WHAT YOU HAVE TO DO: Copy everything in the records below without any change, from the line that contains "Challenge round — find the short" down to the end of the records, with both ends included.
[Start STORED DATA]
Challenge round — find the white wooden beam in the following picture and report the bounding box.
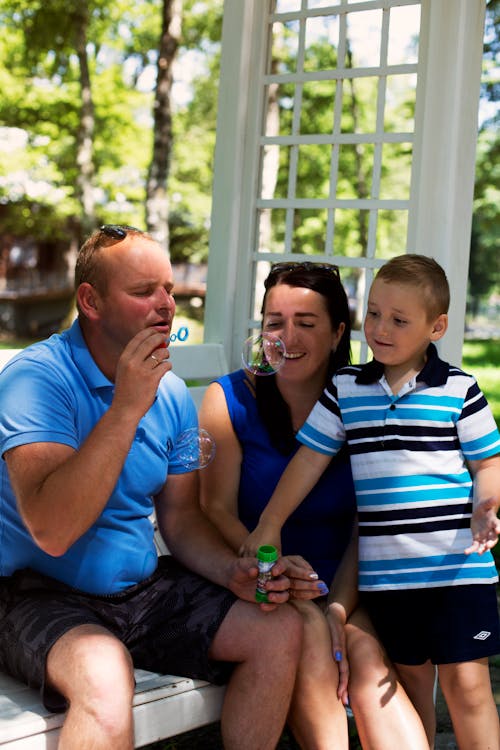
[408,0,486,365]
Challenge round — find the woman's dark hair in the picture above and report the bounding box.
[255,262,351,455]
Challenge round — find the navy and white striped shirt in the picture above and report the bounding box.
[297,344,500,591]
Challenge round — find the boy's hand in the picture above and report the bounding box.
[238,521,281,557]
[464,497,500,555]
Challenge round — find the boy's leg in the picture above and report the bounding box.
[209,600,302,750]
[46,625,134,750]
[394,661,436,750]
[438,658,500,750]
[345,609,431,750]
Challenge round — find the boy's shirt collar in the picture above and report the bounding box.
[356,344,449,386]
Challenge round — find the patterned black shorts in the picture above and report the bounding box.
[0,556,236,711]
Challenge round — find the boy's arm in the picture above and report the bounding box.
[239,445,332,556]
[465,456,500,555]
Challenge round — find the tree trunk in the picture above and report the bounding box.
[146,0,182,250]
[75,2,96,236]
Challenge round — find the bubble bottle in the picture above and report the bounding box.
[255,544,278,602]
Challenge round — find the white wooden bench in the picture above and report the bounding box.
[0,344,228,750]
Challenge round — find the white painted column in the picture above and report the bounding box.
[408,0,486,365]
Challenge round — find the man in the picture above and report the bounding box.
[0,225,320,750]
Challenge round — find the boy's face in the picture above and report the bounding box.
[364,279,447,372]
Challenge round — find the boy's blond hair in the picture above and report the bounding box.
[376,253,450,319]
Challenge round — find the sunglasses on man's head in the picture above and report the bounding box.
[99,224,142,240]
[264,260,340,289]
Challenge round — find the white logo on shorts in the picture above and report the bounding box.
[474,630,491,641]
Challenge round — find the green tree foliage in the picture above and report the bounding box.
[0,0,222,260]
[469,0,500,315]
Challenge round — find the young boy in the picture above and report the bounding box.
[244,254,500,750]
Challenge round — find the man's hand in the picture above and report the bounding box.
[113,328,172,421]
[464,498,500,555]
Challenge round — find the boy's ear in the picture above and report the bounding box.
[431,313,448,341]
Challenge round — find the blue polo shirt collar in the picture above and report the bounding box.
[356,344,449,387]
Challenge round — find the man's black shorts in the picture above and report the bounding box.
[0,556,236,711]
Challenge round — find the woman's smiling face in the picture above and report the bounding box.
[262,284,344,380]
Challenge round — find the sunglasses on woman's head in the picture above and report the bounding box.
[264,260,340,289]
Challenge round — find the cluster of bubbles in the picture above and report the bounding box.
[241,333,286,375]
[177,427,215,471]
[168,326,189,344]
[177,329,286,471]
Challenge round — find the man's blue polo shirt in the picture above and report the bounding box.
[0,321,197,594]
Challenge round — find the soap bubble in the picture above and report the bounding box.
[241,333,286,375]
[177,427,215,471]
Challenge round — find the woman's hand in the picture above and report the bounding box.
[281,555,328,599]
[326,602,349,706]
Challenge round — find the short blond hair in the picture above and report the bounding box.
[376,253,450,319]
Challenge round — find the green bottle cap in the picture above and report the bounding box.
[257,544,278,562]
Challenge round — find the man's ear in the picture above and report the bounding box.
[431,313,448,341]
[76,281,99,320]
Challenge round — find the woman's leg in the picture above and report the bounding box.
[438,658,500,750]
[394,661,436,750]
[346,609,429,750]
[288,600,350,750]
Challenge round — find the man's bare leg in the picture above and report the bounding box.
[210,600,302,750]
[46,625,134,750]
[End STORED DATA]
ANSWER TO THE PROBLEM:
Challenge round — find the short blond hair in the picture above and report the bounding box.
[376,253,450,319]
Challenge round — find the green bottle cap in the picture above and report the bounding box.
[257,544,278,562]
Challenge round — find the man's ear in the picture above and report the bounding box.
[431,313,448,341]
[76,281,99,320]
Challenge round — find the woman's leg in the picture above and report the bounding box.
[438,658,500,750]
[394,661,436,750]
[346,609,429,750]
[288,600,350,750]
Challenge round — find the man's bare leg in the picture above and report the bounding box.
[210,600,302,750]
[46,625,134,750]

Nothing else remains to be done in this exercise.